◆ **WORK INSTRUCTION**: Write every entry out again, exactly as given.

───── EXERCISE MATERIAL ─────

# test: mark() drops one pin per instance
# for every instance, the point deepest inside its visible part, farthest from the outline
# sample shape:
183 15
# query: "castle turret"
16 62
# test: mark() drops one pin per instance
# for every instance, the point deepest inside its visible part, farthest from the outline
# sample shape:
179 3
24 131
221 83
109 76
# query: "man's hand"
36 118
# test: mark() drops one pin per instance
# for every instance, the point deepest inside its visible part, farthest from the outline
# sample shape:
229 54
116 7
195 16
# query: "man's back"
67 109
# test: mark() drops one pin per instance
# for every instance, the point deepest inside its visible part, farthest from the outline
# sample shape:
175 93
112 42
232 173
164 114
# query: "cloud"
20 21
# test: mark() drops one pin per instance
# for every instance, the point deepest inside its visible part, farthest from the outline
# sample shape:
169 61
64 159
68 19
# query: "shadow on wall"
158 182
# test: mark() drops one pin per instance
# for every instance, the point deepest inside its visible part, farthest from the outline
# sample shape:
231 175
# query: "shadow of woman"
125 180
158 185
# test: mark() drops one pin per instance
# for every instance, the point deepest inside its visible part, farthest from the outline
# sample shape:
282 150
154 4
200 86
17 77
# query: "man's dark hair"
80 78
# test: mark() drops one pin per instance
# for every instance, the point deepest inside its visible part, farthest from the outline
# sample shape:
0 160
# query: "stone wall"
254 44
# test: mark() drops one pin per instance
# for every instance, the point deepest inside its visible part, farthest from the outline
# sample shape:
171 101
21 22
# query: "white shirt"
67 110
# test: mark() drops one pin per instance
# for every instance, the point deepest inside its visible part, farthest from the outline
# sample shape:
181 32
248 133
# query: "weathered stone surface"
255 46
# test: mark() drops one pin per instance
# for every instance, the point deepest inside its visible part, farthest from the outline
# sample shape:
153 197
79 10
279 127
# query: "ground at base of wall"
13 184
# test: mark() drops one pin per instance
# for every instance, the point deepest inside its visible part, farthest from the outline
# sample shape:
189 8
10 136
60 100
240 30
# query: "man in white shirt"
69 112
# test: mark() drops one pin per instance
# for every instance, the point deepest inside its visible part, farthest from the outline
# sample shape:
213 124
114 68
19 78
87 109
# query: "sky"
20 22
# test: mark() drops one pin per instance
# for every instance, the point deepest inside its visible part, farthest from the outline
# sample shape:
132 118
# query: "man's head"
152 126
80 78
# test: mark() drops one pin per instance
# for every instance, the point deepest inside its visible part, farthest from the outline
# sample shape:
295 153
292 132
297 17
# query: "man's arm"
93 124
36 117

─────

◆ **EXERCISE OUTPUT**:
# test: mark() drops one pin per instance
# for every instance, the point deepest inside its visible part, farthest from the outline
# sample shape:
183 15
# query: "castle turret"
16 62
# test: mark() drops one pin per instance
# for every instance, the point deepest inside its visible part, farthest from the outline
# sample shape:
179 3
24 131
221 83
109 76
# query: "man's hand"
36 118
# test: mark() drops one pin per instance
# for every instance, the point deepest inside its visible part, farthest from the outline
# sample shape:
229 54
116 7
195 16
# query: "man's back"
67 109
# test: mark() drops one pin per instance
# for every instance, the point deepest inside its visible part, farthest from the outline
# sample shape:
175 93
112 42
232 173
164 114
# query: "cloud"
20 21
# test: mark() drops one pin per instance
# for every instance, the point deepest inside its visible part, farthest from the outline
# sample shape:
169 61
64 159
68 19
# query: "shadow on wall"
158 182
# test: mark() drops one pin per instance
# for every instance, the point deepest inside its visible part, farthest from the outline
# sample shape:
231 175
# query: "shadow of woman"
125 180
158 185
# test: mark() drops one pin per instance
# for every instance, the point deepest inside its visible part, farthest from the outline
# sample shape:
282 150
154 4
200 86
17 77
# query: "man's dark hair"
80 78
# test: mark() drops one pin per instance
# for every instance, the point deepest inside its visible part, farthest from the outline
# sample shape:
0 160
# query: "stone wall"
254 44
# test: mark() drops one pin per instance
# for every instance, the point deepest inside its visible part, farthest from the outline
# sample shape:
171 101
21 22
# query: "white shirt"
67 110
# test: mark() drops one pin per instance
# for every instance, the point deepest inside its visible part, farthest from the outline
# sample shape:
181 32
248 133
# query: "weathered stone surface"
255 46
# test: mark() drops one pin per instance
# for every instance, the point deepest inside its visible part, farthest from the outline
# sample shape:
153 197
79 10
279 127
# query: "ground at base of wall"
13 184
# test: mark() drops one pin per instance
# for every instance, the point deepest inside its visible part, farthest from the outline
# sample shape:
189 8
10 136
60 100
240 30
# query: "man in white shirt"
69 112
# test: mark() drops one pin per instance
# for every instance, the point deepest inside its visible part, farthest from the outline
# sample shape:
213 124
114 68
19 78
87 109
# query: "sky"
20 22
# test: mark() drops one pin per instance
# for every instance, the point deepest inside its visible part, farthest from the outline
# sample shape:
132 118
# query: "man's head"
152 126
80 78
# test: mark() drops one pin per instance
# for every instance, the point deepest inside its visible part, farthest from the outline
# sample shape:
295 153
292 132
297 17
# query: "man's arm"
93 124
36 117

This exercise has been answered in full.